Work to be completed: Return exactly the lines that run from the one containing "In this exercise you will locate the moss-covered" to the end of the entries, with both ends included.

Provided material:

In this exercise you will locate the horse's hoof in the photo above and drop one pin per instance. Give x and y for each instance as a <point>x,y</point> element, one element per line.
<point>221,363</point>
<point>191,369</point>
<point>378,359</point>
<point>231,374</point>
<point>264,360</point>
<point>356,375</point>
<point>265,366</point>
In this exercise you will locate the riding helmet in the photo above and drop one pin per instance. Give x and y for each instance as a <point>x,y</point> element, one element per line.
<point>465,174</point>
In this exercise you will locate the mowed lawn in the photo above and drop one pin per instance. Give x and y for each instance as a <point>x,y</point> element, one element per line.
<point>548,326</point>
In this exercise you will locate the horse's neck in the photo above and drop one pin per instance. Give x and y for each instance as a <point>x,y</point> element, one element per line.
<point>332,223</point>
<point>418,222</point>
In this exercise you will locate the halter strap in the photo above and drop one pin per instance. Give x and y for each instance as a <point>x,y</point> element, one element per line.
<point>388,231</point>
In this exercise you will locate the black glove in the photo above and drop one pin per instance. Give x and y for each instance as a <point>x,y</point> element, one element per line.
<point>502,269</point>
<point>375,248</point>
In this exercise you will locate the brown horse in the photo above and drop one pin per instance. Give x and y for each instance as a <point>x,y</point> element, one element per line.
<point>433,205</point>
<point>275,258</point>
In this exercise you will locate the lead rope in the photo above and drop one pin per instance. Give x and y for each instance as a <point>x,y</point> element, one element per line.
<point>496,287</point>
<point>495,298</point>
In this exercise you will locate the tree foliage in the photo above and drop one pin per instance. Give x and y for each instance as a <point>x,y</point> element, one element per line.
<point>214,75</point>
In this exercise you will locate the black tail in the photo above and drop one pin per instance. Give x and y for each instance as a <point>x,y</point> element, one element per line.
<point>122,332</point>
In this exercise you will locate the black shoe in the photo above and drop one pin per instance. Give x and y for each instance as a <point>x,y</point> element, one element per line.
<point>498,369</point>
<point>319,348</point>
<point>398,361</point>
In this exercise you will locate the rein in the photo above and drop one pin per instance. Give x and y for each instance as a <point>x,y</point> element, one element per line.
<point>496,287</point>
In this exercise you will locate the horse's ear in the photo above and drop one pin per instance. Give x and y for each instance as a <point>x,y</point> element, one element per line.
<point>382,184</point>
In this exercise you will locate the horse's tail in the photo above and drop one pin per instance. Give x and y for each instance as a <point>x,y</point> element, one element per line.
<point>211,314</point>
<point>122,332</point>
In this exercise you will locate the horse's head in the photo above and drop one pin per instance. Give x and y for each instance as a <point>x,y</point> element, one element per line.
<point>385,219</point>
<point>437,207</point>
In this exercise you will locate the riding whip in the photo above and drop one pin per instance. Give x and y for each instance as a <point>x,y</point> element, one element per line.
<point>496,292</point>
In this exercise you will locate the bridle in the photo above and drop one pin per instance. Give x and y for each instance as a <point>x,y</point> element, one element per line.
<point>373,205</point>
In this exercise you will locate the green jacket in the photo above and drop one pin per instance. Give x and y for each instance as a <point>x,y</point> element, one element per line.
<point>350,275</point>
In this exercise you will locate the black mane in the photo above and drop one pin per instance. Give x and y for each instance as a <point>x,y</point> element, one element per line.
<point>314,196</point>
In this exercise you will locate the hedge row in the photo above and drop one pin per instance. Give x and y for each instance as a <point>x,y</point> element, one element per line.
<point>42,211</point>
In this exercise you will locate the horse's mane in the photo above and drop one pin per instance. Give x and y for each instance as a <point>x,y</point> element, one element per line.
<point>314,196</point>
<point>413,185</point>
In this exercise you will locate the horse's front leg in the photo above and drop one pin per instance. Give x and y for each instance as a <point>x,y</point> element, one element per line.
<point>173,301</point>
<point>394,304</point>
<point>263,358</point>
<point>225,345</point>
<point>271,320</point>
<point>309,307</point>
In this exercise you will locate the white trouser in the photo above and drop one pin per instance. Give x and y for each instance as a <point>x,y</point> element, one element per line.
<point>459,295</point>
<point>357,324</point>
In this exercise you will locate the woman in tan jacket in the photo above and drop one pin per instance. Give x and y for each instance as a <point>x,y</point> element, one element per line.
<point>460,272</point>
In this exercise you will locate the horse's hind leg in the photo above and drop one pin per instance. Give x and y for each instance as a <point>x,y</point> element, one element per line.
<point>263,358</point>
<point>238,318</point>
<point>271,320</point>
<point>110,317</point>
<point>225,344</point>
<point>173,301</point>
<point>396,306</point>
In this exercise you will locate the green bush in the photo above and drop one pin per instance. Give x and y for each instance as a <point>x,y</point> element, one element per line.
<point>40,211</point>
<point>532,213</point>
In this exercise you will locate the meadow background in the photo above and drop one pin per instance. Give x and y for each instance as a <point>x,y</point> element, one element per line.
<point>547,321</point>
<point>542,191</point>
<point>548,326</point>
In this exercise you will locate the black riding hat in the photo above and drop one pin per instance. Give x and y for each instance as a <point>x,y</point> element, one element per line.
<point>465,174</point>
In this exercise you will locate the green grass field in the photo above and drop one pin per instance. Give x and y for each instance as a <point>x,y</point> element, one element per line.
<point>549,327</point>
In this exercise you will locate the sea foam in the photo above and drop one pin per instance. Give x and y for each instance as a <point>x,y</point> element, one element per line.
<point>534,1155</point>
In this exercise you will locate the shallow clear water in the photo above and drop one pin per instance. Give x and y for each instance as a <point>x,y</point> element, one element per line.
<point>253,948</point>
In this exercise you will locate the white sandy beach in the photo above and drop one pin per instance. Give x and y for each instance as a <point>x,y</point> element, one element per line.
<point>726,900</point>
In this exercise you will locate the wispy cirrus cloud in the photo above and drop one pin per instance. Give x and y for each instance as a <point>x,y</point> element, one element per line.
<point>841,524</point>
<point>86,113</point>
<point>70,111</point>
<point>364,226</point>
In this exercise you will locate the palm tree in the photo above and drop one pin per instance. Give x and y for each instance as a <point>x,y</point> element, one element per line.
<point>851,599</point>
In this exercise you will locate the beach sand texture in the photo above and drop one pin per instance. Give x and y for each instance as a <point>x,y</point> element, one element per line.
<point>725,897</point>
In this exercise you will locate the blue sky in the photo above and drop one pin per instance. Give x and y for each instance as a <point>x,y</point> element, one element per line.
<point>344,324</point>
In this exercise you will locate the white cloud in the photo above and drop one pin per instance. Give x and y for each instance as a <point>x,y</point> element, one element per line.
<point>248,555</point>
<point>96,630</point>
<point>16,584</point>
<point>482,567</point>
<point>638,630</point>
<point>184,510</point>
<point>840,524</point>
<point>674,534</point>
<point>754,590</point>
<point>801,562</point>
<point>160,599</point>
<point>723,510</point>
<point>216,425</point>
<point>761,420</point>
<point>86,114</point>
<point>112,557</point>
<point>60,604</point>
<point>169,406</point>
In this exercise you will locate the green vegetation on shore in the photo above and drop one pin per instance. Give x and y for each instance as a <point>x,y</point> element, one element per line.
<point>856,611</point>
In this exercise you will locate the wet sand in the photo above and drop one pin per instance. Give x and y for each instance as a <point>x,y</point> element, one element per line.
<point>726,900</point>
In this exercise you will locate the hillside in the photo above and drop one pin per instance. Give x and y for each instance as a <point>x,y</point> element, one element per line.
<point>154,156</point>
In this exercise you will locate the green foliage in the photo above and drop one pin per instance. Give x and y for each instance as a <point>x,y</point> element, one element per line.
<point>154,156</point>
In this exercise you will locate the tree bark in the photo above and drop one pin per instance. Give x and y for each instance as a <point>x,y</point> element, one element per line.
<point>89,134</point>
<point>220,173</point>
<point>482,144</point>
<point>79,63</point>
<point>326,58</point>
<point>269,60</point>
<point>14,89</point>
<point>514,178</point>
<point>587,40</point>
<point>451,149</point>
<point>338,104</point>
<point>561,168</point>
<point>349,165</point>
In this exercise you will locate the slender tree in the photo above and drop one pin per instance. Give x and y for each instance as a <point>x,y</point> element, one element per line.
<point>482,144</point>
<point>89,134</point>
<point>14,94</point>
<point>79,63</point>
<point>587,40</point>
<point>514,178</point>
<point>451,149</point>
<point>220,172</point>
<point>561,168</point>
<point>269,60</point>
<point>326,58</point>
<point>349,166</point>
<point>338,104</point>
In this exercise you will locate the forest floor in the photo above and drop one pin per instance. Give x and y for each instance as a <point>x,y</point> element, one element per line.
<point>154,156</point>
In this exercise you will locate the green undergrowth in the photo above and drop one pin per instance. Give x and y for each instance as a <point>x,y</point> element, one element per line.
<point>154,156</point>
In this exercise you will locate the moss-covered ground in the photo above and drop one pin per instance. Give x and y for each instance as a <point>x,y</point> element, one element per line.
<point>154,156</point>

Reply:
In this exercise you will locate the moss-covered ground in the photo above and drop one pin per instance. Give x and y for each instance as a <point>x,y</point> element, one element per line.
<point>154,156</point>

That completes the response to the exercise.